### Task data
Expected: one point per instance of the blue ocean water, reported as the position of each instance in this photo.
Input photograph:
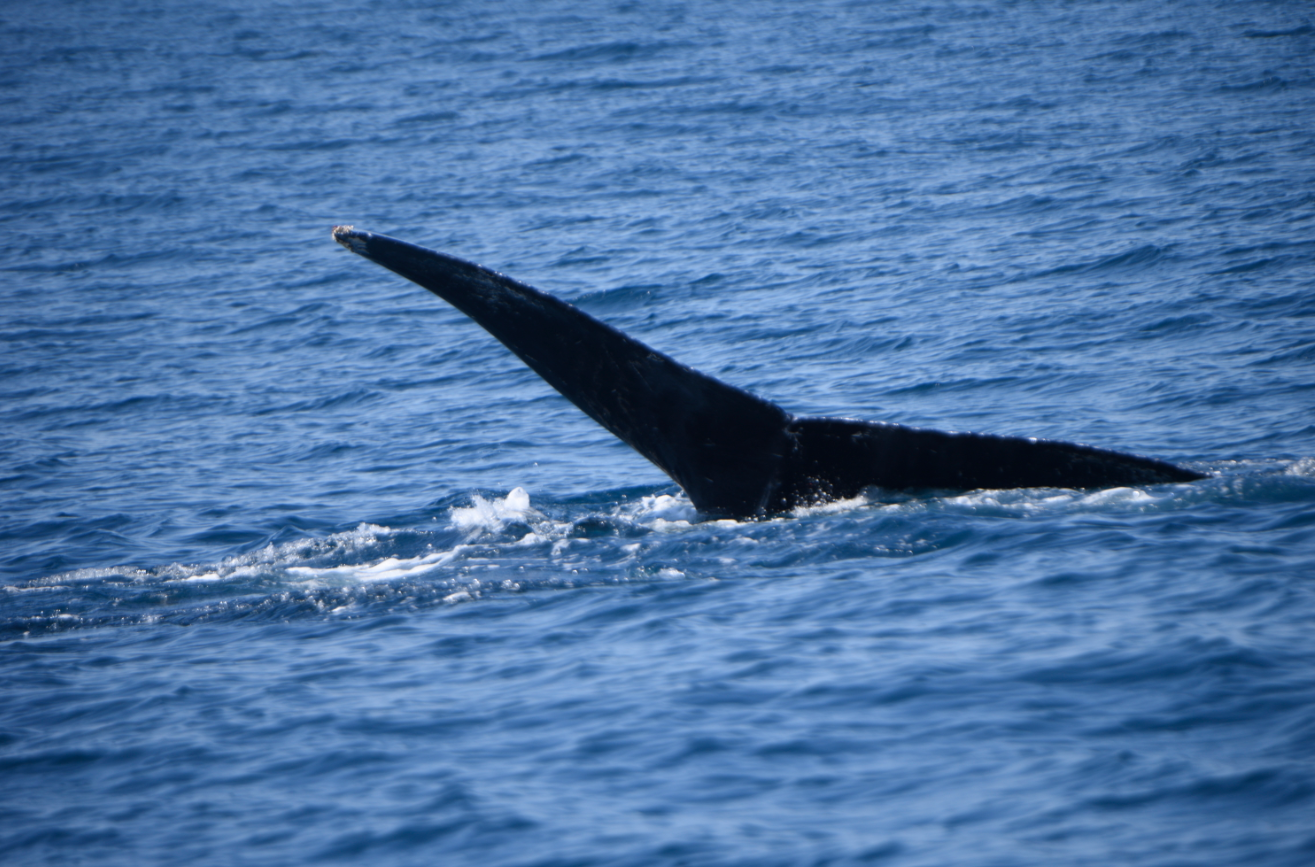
(300, 566)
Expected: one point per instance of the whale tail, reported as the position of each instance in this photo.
(734, 453)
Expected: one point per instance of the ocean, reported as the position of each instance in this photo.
(299, 566)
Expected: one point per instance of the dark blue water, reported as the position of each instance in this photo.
(300, 566)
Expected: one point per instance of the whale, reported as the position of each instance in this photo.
(733, 453)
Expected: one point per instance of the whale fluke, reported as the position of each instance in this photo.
(734, 453)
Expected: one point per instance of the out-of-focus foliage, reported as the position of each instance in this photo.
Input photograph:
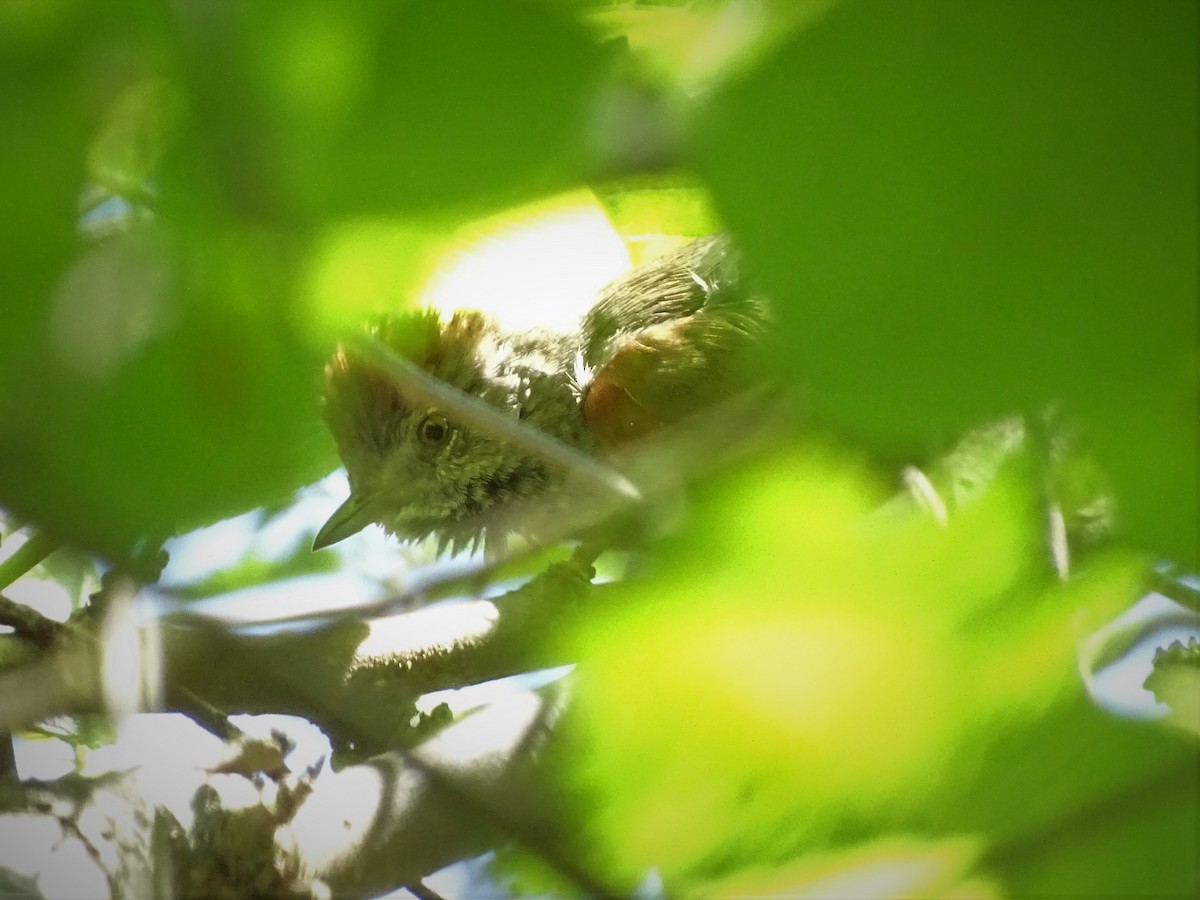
(1176, 682)
(961, 211)
(814, 672)
(160, 381)
(971, 209)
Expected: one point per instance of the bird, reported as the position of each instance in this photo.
(660, 343)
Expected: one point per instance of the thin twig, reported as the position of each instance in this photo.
(423, 892)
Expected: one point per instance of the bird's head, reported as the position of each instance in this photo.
(412, 467)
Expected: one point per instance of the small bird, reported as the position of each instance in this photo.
(663, 342)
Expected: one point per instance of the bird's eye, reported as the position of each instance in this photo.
(433, 430)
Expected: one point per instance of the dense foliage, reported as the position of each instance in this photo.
(963, 213)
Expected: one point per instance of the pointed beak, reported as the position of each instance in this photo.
(349, 519)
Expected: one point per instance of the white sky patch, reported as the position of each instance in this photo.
(540, 274)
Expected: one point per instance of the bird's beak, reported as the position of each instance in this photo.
(349, 519)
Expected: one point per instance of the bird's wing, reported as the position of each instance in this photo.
(667, 341)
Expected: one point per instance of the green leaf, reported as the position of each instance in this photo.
(966, 210)
(161, 390)
(809, 670)
(315, 108)
(1175, 682)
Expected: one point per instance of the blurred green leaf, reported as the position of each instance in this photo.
(313, 108)
(808, 672)
(972, 209)
(161, 390)
(1175, 682)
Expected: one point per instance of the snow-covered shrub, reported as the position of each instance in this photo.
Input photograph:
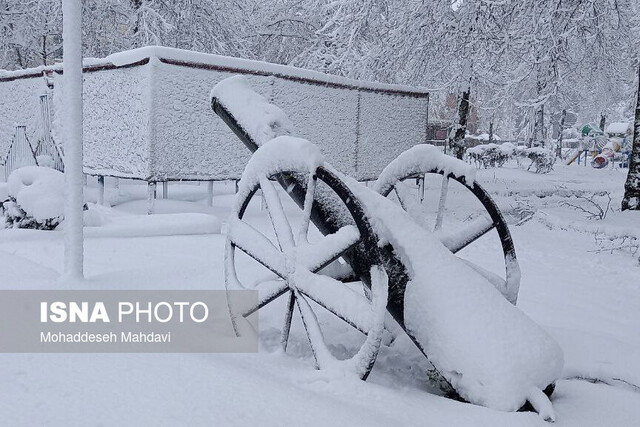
(491, 155)
(35, 198)
(542, 158)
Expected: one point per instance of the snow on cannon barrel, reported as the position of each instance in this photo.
(462, 317)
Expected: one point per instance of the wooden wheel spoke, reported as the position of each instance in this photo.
(286, 327)
(401, 198)
(320, 351)
(463, 237)
(306, 208)
(318, 255)
(277, 289)
(442, 202)
(337, 298)
(279, 219)
(257, 246)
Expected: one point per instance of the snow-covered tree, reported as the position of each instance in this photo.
(631, 200)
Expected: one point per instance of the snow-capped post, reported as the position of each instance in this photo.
(165, 189)
(72, 78)
(101, 190)
(210, 192)
(151, 197)
(457, 135)
(563, 117)
(631, 200)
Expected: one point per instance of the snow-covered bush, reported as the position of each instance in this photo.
(541, 158)
(491, 155)
(35, 198)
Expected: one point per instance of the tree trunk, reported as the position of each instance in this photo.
(72, 102)
(490, 132)
(631, 200)
(538, 124)
(559, 147)
(457, 142)
(44, 50)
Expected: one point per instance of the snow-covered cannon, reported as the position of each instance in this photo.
(461, 316)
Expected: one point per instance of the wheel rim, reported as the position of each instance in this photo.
(297, 264)
(509, 285)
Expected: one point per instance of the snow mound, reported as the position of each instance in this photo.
(39, 191)
(422, 158)
(260, 119)
(155, 225)
(490, 351)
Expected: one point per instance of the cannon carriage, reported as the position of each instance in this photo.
(345, 232)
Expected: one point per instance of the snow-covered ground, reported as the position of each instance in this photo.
(580, 281)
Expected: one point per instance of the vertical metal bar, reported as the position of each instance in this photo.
(151, 197)
(442, 202)
(209, 193)
(421, 188)
(100, 190)
(284, 337)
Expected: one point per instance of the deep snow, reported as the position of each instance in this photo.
(586, 298)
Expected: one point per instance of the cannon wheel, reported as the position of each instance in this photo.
(460, 239)
(298, 264)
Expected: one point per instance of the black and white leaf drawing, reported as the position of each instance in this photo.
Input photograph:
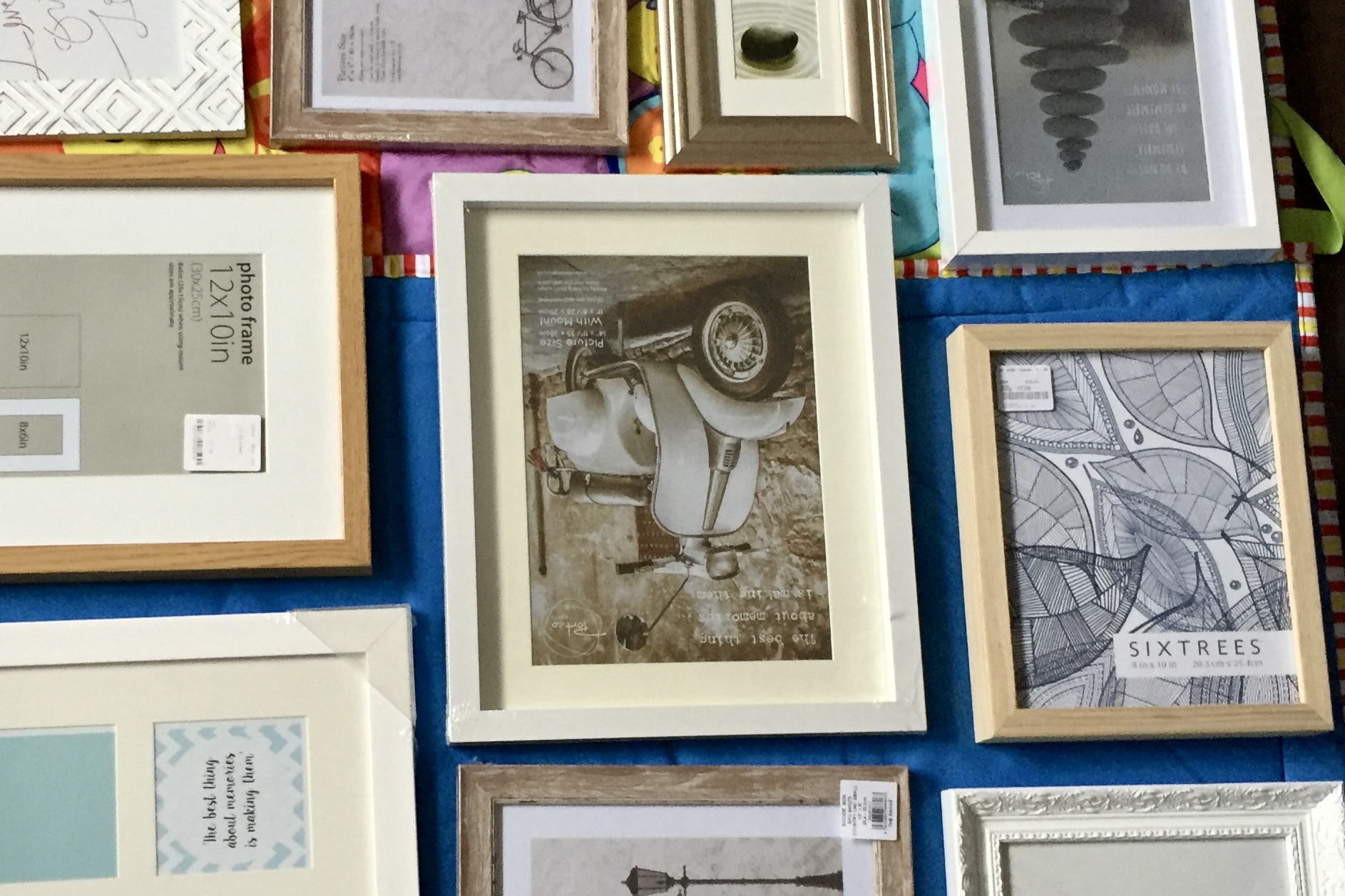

### Aim
Collect every line of the items above that contains the word "blue", matching case exactly.

### Expected answer
Expected: one point per instance of the blue ocean water, reported as the position of each instance in this photo.
Expected: one point per instance of the dark blue water, reported as the position of each instance in this photo.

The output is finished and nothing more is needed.